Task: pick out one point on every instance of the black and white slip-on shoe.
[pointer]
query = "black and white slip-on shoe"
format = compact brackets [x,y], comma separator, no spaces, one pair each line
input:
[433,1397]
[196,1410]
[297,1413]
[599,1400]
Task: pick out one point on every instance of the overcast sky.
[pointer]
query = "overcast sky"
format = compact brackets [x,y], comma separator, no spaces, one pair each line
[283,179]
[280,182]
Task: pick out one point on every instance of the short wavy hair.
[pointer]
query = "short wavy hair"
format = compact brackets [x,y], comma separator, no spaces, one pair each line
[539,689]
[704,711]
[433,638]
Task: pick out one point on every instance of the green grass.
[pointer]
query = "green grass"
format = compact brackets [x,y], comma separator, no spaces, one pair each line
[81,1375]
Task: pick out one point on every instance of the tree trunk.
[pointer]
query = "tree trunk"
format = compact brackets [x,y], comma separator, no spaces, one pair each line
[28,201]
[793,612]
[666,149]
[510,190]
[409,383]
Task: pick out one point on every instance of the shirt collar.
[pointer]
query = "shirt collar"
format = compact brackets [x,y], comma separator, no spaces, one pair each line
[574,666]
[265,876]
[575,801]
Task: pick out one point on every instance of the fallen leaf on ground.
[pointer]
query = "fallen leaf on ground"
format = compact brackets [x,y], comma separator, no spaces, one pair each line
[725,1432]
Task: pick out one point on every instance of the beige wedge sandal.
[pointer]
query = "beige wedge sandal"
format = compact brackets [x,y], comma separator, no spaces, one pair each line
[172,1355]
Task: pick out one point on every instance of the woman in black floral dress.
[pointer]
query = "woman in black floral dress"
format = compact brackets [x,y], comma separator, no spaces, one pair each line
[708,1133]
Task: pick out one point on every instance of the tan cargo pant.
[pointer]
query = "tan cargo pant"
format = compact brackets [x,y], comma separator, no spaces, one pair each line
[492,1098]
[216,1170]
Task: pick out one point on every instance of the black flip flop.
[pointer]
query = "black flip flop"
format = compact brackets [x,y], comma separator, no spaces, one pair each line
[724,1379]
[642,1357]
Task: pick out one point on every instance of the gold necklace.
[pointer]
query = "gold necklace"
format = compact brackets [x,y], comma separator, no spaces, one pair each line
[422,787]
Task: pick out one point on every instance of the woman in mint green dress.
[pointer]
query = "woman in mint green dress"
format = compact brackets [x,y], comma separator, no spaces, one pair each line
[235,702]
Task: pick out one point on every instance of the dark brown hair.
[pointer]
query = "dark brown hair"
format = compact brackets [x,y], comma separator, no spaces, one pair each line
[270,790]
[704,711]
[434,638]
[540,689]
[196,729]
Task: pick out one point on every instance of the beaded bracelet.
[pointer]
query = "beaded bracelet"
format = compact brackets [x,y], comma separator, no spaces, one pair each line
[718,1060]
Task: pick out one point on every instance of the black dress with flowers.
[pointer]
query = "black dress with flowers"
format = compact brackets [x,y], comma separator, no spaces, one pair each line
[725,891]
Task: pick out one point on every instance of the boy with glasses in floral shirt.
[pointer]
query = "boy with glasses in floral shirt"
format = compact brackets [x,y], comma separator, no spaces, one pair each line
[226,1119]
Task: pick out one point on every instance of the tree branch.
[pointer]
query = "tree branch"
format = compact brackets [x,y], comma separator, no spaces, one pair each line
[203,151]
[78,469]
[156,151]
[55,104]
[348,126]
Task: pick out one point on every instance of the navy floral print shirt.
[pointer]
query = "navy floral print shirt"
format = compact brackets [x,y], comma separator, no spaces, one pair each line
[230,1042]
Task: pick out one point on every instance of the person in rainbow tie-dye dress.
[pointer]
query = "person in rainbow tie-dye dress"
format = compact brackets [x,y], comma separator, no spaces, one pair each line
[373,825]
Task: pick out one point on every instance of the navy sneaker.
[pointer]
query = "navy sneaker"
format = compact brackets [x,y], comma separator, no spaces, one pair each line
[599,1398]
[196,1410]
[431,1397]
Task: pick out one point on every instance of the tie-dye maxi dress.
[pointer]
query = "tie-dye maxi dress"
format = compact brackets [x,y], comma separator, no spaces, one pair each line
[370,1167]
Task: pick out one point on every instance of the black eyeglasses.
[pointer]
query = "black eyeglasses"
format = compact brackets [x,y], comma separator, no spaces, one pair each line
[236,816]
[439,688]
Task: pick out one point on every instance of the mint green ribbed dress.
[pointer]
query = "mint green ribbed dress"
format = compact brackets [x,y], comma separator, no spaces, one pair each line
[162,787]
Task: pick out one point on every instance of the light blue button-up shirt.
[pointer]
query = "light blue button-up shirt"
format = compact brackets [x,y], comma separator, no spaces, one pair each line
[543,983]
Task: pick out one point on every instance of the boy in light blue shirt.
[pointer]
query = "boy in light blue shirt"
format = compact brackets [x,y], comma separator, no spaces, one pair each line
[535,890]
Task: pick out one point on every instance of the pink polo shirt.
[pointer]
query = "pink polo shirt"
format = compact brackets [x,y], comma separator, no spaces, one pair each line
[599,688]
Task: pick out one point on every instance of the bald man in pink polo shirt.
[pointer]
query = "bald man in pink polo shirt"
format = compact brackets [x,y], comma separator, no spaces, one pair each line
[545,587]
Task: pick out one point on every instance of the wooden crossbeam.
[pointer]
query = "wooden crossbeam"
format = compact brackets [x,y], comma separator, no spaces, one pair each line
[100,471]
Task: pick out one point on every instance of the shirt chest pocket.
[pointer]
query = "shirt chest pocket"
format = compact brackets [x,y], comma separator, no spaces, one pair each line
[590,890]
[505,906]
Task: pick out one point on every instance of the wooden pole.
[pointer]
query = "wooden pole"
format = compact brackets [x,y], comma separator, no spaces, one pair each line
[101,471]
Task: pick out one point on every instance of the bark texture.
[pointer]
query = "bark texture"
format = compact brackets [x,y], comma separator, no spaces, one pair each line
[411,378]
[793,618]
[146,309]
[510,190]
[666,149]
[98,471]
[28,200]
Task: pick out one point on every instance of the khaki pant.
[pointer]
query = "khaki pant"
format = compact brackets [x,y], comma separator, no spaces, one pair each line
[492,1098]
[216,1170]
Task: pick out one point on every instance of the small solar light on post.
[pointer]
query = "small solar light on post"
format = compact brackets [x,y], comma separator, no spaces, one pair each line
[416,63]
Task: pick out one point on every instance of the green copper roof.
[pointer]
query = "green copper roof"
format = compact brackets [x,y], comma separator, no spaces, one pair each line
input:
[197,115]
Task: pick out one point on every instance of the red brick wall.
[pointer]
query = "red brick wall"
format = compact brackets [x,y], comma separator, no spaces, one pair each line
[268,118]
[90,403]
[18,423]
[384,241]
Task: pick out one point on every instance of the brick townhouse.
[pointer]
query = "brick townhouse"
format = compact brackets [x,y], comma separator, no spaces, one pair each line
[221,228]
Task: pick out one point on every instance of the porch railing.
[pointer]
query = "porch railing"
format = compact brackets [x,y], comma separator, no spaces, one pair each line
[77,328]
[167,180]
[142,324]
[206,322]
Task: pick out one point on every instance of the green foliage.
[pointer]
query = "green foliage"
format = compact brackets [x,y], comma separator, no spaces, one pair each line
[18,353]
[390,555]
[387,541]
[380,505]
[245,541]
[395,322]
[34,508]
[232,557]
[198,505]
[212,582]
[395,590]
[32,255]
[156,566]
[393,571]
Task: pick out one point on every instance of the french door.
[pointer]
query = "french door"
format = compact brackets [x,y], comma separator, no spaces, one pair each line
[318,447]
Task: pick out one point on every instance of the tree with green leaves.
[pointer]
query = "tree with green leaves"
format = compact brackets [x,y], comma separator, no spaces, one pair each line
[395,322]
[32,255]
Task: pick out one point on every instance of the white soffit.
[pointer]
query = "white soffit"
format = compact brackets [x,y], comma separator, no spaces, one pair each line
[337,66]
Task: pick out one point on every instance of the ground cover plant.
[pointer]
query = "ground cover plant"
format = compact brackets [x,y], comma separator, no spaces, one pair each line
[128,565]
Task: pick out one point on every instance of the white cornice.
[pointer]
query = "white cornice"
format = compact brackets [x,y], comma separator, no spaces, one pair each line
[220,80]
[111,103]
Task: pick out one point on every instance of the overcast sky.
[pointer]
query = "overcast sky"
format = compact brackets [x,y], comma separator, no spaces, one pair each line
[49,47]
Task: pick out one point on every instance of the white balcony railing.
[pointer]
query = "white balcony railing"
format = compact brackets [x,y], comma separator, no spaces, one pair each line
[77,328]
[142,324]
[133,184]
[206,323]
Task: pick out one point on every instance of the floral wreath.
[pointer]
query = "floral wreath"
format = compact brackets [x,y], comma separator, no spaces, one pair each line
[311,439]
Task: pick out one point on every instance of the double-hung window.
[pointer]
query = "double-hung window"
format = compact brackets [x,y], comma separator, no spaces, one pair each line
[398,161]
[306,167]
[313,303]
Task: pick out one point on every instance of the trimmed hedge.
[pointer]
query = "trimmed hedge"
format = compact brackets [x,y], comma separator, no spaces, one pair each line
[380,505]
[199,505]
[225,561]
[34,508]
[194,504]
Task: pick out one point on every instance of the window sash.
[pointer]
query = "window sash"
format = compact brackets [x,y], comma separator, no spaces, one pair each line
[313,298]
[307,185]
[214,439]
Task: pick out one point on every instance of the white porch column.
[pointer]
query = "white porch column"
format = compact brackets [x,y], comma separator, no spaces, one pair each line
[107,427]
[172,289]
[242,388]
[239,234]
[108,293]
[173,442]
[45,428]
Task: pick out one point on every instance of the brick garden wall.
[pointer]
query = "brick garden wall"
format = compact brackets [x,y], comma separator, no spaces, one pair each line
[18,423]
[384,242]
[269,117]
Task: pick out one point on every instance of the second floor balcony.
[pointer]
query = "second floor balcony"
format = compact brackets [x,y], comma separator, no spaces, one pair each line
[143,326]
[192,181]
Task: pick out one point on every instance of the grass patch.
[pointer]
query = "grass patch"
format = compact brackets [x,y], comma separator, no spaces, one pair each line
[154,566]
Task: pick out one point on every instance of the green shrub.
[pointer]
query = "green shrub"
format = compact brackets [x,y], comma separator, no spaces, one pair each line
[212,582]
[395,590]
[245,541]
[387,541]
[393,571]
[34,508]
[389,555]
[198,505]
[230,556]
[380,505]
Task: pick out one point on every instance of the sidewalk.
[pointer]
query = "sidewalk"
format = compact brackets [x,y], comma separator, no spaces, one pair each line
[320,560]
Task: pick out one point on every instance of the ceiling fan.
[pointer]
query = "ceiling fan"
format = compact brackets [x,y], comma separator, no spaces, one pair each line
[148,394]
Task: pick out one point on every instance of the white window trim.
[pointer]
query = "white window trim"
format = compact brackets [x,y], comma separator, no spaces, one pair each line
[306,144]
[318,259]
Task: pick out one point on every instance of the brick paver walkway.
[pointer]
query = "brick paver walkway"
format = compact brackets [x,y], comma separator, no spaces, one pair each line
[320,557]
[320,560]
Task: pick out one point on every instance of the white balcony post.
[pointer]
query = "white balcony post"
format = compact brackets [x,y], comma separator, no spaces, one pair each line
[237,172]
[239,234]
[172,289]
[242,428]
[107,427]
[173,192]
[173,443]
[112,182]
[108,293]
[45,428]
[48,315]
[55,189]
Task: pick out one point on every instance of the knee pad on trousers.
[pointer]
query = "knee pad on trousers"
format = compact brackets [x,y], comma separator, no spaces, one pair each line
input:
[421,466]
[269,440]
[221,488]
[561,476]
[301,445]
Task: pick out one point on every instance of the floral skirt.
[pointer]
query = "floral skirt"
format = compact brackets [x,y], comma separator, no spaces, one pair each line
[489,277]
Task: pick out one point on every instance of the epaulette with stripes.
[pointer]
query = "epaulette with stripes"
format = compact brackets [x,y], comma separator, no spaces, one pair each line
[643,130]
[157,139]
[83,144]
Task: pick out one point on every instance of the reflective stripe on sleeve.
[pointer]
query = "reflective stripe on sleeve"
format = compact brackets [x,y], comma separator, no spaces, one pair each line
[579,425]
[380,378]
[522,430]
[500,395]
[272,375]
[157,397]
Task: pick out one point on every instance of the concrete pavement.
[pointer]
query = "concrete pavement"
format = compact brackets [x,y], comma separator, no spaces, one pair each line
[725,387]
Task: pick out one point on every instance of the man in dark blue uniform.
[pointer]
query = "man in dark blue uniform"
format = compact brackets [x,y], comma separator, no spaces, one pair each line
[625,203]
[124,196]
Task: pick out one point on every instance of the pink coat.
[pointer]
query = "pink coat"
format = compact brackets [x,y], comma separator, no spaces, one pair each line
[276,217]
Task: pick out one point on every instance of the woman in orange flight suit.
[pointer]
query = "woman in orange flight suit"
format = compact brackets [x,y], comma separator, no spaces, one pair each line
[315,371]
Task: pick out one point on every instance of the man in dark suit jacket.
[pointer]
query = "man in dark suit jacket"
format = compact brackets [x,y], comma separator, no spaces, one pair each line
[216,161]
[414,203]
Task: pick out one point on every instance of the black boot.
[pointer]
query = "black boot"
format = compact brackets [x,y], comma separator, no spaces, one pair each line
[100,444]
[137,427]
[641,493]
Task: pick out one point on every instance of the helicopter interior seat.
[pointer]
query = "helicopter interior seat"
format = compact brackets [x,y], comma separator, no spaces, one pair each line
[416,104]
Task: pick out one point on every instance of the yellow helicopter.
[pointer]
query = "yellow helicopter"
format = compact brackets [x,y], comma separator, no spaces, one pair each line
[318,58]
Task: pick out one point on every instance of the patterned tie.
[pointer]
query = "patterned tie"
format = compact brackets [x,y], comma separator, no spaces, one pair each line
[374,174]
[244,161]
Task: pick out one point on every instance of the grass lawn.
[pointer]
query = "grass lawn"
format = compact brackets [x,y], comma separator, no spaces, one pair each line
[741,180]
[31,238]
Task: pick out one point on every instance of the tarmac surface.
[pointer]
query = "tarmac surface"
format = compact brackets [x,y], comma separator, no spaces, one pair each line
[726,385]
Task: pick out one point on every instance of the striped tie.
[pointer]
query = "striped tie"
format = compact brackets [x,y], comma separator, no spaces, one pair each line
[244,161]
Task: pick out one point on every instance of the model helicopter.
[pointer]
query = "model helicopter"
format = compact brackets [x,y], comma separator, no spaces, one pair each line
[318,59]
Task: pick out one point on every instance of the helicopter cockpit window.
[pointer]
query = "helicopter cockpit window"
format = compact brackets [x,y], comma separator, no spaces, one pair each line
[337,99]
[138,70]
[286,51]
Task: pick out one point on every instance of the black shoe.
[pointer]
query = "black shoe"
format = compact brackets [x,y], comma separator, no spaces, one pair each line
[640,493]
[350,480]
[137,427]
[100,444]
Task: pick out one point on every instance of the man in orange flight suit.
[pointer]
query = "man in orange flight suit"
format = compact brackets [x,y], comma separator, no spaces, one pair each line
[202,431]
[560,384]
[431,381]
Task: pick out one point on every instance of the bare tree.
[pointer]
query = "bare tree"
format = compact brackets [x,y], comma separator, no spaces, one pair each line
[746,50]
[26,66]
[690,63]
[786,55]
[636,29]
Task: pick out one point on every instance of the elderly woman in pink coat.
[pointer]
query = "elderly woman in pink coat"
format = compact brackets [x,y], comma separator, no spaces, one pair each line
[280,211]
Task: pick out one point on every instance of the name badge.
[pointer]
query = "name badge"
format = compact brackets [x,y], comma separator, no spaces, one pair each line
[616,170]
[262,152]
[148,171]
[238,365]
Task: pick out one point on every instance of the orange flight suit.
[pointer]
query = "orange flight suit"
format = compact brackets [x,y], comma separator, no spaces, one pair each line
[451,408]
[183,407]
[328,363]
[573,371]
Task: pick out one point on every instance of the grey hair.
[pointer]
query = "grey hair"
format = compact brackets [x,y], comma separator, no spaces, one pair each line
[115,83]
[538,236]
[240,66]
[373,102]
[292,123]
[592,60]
---
TASK DIRECTIONS: Find and copy every line in the entries above where the string "trimmed" occurs.

WRITTEN SOLUTION:
Task: pick out one point on every instance of the trimmed hedge.
query = "trimmed hedge"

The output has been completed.